* **Problem description**: Please reproduce every record, keeping each one exactly as written.
### Material to process
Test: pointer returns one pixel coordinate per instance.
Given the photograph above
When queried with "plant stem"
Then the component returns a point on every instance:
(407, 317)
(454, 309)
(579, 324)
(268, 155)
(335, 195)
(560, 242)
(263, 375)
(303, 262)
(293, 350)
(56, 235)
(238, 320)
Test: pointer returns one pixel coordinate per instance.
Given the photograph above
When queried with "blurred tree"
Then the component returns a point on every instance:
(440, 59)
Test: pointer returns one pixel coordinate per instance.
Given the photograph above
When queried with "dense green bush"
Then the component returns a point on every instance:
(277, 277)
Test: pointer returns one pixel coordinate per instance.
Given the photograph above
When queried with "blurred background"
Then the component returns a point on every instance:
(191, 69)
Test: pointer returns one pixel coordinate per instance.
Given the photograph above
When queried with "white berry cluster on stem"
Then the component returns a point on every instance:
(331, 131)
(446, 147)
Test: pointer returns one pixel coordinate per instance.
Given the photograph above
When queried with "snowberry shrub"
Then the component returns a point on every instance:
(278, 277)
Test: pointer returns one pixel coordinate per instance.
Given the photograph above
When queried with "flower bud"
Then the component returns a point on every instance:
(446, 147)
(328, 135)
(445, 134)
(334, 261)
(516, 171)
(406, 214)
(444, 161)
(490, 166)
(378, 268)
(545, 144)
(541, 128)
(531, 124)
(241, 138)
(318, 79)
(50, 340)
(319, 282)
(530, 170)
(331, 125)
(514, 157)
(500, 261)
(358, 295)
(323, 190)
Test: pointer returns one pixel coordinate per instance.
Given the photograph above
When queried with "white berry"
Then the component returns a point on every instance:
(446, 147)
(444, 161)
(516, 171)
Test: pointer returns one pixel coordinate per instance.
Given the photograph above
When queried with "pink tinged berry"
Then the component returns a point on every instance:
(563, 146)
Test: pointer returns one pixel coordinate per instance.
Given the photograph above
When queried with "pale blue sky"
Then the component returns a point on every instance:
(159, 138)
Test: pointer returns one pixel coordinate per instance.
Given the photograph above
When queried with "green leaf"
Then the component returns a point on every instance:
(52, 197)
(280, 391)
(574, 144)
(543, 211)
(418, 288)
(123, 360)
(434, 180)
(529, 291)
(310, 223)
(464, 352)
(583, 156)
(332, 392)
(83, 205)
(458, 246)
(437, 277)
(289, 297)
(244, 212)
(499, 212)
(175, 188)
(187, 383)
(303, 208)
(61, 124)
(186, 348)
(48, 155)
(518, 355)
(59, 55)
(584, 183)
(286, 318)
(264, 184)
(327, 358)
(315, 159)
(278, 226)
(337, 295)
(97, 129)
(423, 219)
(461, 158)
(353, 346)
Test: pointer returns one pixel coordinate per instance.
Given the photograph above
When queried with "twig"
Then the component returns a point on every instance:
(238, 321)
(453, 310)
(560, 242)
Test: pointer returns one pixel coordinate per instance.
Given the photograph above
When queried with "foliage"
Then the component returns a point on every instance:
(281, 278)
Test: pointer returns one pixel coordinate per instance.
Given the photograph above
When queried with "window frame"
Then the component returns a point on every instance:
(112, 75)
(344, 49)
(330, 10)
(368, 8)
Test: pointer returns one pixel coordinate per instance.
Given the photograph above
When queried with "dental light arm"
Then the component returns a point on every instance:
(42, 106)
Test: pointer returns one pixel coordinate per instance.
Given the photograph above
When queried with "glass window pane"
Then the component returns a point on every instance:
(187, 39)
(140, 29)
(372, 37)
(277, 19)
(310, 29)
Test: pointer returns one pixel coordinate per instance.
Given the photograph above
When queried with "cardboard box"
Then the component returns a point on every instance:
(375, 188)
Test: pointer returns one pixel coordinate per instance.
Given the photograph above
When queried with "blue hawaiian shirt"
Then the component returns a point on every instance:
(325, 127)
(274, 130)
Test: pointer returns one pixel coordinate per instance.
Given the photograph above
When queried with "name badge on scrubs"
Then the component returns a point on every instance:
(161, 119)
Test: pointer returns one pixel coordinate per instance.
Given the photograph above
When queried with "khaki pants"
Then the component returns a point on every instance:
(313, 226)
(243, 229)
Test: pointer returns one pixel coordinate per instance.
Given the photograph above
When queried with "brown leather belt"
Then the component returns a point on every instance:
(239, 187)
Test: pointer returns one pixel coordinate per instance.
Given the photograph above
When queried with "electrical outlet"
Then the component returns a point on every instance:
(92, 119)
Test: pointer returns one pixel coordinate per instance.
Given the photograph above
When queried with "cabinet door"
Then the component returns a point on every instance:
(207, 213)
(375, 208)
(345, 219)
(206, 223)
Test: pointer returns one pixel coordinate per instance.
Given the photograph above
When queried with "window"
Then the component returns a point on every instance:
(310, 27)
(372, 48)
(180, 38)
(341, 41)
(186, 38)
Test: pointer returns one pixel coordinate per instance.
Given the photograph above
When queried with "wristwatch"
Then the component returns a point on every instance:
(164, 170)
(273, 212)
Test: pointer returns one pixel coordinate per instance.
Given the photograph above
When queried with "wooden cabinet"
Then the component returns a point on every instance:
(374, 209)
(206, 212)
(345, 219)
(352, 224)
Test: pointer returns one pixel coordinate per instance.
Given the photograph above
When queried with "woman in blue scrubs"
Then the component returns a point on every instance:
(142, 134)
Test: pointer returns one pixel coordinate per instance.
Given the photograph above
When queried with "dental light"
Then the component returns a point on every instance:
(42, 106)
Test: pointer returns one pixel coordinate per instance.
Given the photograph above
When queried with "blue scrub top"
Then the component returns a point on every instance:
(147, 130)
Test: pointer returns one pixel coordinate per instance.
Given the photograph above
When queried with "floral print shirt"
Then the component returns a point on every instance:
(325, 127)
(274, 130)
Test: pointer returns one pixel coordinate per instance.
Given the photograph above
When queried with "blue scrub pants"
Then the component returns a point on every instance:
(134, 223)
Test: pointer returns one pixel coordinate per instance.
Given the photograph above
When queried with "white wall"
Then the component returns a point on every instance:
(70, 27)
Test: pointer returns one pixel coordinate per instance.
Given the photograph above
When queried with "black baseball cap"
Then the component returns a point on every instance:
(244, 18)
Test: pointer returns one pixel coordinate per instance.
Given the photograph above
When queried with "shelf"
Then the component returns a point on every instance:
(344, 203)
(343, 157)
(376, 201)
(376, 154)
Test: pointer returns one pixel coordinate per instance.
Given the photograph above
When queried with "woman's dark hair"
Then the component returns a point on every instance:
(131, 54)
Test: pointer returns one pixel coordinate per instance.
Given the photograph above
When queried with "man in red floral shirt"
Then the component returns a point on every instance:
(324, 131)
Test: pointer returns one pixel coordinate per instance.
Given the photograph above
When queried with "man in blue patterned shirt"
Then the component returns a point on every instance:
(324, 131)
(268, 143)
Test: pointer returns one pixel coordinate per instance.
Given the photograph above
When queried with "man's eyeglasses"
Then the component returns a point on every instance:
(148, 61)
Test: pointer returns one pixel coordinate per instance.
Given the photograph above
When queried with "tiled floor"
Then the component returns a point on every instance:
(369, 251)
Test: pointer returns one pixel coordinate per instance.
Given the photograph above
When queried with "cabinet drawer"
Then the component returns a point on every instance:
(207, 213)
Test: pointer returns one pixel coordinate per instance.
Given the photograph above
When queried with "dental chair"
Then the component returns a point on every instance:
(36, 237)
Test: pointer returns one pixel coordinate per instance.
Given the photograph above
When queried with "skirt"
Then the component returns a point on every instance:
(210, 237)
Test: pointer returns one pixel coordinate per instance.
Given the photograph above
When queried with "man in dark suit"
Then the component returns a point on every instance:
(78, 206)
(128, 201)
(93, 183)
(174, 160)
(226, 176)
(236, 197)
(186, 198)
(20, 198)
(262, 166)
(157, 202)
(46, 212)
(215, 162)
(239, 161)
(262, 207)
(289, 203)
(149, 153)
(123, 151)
######
* **Answer below**:
Test: pointer returns one pixel coordinate per instance.
Given the photograph above
When queried with "plant stem"
Then the component returns a point on every instance:
(407, 317)
(454, 309)
(579, 324)
(268, 155)
(335, 195)
(560, 242)
(263, 375)
(303, 262)
(293, 350)
(56, 235)
(238, 320)
Test: pointer returns one pixel coordinate per instance.
Given the photograph above
When queried with "blurred tree"
Then the component returns a point on every instance:
(440, 59)
Test: pointer returns one pixel coordinate per instance.
Given the photograph above
When queried with "dense green bush"
Then the component returns a point on every instance:
(277, 277)
Test: pointer returns one pixel coordinate per instance.
Given the photograph above
When queried with "blurred background"
Then the component returns a point on every instance:
(191, 69)
Test: pointer returns one pixel coordinate per instance.
Given the photograph above
When queried with "white berry cluster on stem"
Then the component returns a point on every instance:
(331, 131)
(446, 147)
Test: pointer returns one pixel coordinate per instance.
Given the photograph above
When queried with "snowberry shrub"
Then the component returns a point on every instance:
(278, 277)
Test: pointer returns one pixel coordinate per instance.
Given the photograph above
When queried with "flower bud"
Then the component returns a point on every instance:
(446, 147)
(328, 135)
(445, 134)
(334, 261)
(516, 171)
(406, 214)
(444, 161)
(490, 166)
(378, 268)
(545, 144)
(541, 128)
(531, 124)
(241, 138)
(318, 79)
(50, 340)
(319, 282)
(530, 170)
(331, 125)
(514, 157)
(500, 261)
(358, 295)
(323, 190)
Test: pointer returns one pixel coordinate per instance.
Given the photograph above
When queried with "white berry"
Then the component returns a point on every instance:
(446, 147)
(444, 161)
(516, 171)
Test: pointer returns one pixel coordinate per instance.
Given the photograph above
When queried with "pink tinged berry"
Then the component returns a point on every instance:
(563, 146)
Test: pointer returns one pixel coordinate per instance.
Given the photograph above
When queried with "pale blue sky"
Then the component returns a point on every instance:
(159, 138)
Test: pointer returns one pixel coordinate per instance.
Given the photograph above
When queried with "green leaf"
Then the component returns a point on every instance:
(52, 197)
(280, 391)
(574, 144)
(543, 211)
(418, 288)
(123, 360)
(434, 180)
(529, 291)
(310, 223)
(464, 352)
(583, 156)
(332, 392)
(83, 205)
(458, 246)
(437, 277)
(289, 297)
(244, 212)
(499, 212)
(175, 188)
(187, 383)
(303, 208)
(61, 124)
(186, 348)
(48, 155)
(518, 355)
(59, 55)
(584, 183)
(286, 318)
(264, 184)
(327, 358)
(315, 159)
(278, 226)
(337, 295)
(97, 129)
(423, 219)
(461, 158)
(353, 346)
Test: pointer returns one pixel coordinate per instance.
Given the photograph above
When queried with "twig"
Then the component returns a point on every instance:
(238, 321)
(453, 310)
(560, 242)
Test: pointer returns one pixel coordinate per instance.
Given the photograph above
When queried with "foliage"
Then the component returns a point on every instance:
(281, 278)
Test: pointer returns one pixel coordinate per instance.
Given the photograph above
When queried with "window frame"
Then the component returns a point on every instance:
(112, 75)
(344, 49)
(330, 10)
(368, 8)
Test: pointer returns one pixel coordinate per instance.
Given the photograph above
When queried with "dental light arm"
Then the component returns a point on every instance:
(42, 106)
Test: pointer returns one pixel coordinate per instance.
Given the photograph above
When queried with "glass window pane"
Then the component returns a point on every instance:
(187, 39)
(140, 29)
(372, 37)
(277, 19)
(310, 29)
Test: pointer returns one pixel coordinate per instance.
Given the photograph above
When queried with "cardboard box"
Then the component returns a point on every instance:
(375, 188)
Test: pointer returns one pixel coordinate per instance.
Given the photograph above
When queried with "blue hawaiian shirt"
Then the component returns a point on every instance:
(325, 127)
(274, 130)
Test: pointer returns one pixel coordinate per instance.
Given the photograph above
When queried with "name badge on scrubs"
Then the component returns a point on every instance:
(161, 119)
Test: pointer returns one pixel coordinate per instance.
Given the photograph above
When queried with "khaki pants"
Then the component returns a point on every instance:
(313, 226)
(243, 229)
Test: pointer returns one pixel coordinate per instance.
Given the photograph above
When queried with "brown leather belt"
Then the component returns a point on every instance:
(239, 187)
Test: pointer returns one pixel coordinate per instance.
Given the photograph above
When queried with "electrical outlet"
Then the component returns a point on every instance:
(92, 119)
Test: pointer returns one pixel coordinate per instance.
Given the photograph above
When queried with "cabinet door"
Then the component returns a point on every instance:
(207, 213)
(375, 208)
(345, 219)
(206, 223)
Test: pointer returns one pixel coordinate per instance.
Given the photograph above
When queried with "window"
Then the component returns a point on every instance:
(310, 27)
(372, 48)
(180, 38)
(341, 41)
(186, 38)
Test: pointer returns one pixel coordinate per instance.
Given the photograph above
When queried with "wristwatch"
Then the component returns a point on every instance:
(164, 170)
(273, 212)
Test: pointer returns one pixel coordinate per instance.
Given the photograph above
When queried with "wooden cabinet"
Then the component returns a point on every instance:
(374, 209)
(206, 212)
(345, 219)
(352, 224)
Test: pointer returns one pixel coordinate per instance.
Given the photograph above
When queried with "woman in blue scrubs"
Then the component returns a point on every instance:
(142, 134)
Test: pointer returns one pixel coordinate per instance.
Given the photograph above
When queried with "dental light"
Then the component returns a point on every instance:
(42, 106)
Test: pointer returns one pixel coordinate per instance.
Given the photograph above
When queried with "blue scrub top"
Then the component returns a point on every instance:
(147, 130)
Test: pointer returns one pixel coordinate per instance.
Given the photograph above
When queried with "floral print shirt"
Then the component returns a point on every instance:
(325, 127)
(274, 130)
Test: pointer returns one pixel coordinate per instance.
Given the photograph above
When queried with "blue scrub pants"
Then the component returns a point on every instance:
(134, 223)
Test: pointer returns one pixel coordinate per instance.
Given the photograph above
When queried with "white wall"
Then the component returns a point on every instance:
(70, 27)
Test: pointer returns one pixel coordinate per instance.
Given the photograph above
When queried with "black baseball cap"
Then the component returns a point on every instance:
(244, 18)
Test: pointer returns one pixel coordinate per instance.
Given the photograph above
When queried with "shelf"
Then the component returns a point on every instance:
(344, 203)
(343, 157)
(376, 201)
(376, 154)
Test: pointer returns one pixel coordinate per instance.
Given the photograph above
When queried with "woman's dark hair"
Then the component returns a point on every instance:
(131, 54)
Test: pointer returns one pixel coordinate per instance.
Given the photograph above
When queried with "man in red floral shirt"
Then the component returns a point on every instance:
(324, 131)
Test: pointer returns one pixel coordinate per instance.
Given the photograph above
When queried with "man in blue patterned shirt"
Then the component returns a point on every instance:
(324, 131)
(268, 143)
Test: pointer returns one pixel coordinate per instance.
Given the photograph above
When queried with "man's eyeglasses"
Then the component returns a point on every instance:
(148, 61)
Test: pointer returns one pixel coordinate per instance.
Given the photograph above
When queried with "tiled floor"
Then the component returns a point on every instance:
(369, 251)
Test: pointer returns one pixel coordinate per instance.
Given the photograph above
When queried with "cabinet drawer"
Then the component returns a point on every instance:
(207, 213)
Test: pointer returns one pixel coordinate per instance.
Given the photograph above
When queried with "dental chair"
Then the component returns a point on every instance:
(36, 237)
Test: pointer returns one pixel coordinate per instance.
Given the photograph above
When queried with "skirt"
Then the component returns a point on every instance:
(210, 237)
Test: pointer returns one pixel coordinate per instance.
Given the photograph above
When queried with "man in dark suit"
Then the component returns a point on every instance:
(78, 206)
(128, 201)
(93, 183)
(174, 160)
(226, 176)
(236, 197)
(186, 198)
(20, 198)
(262, 166)
(157, 202)
(46, 212)
(215, 162)
(239, 161)
(262, 207)
(289, 203)
(149, 153)
(123, 151)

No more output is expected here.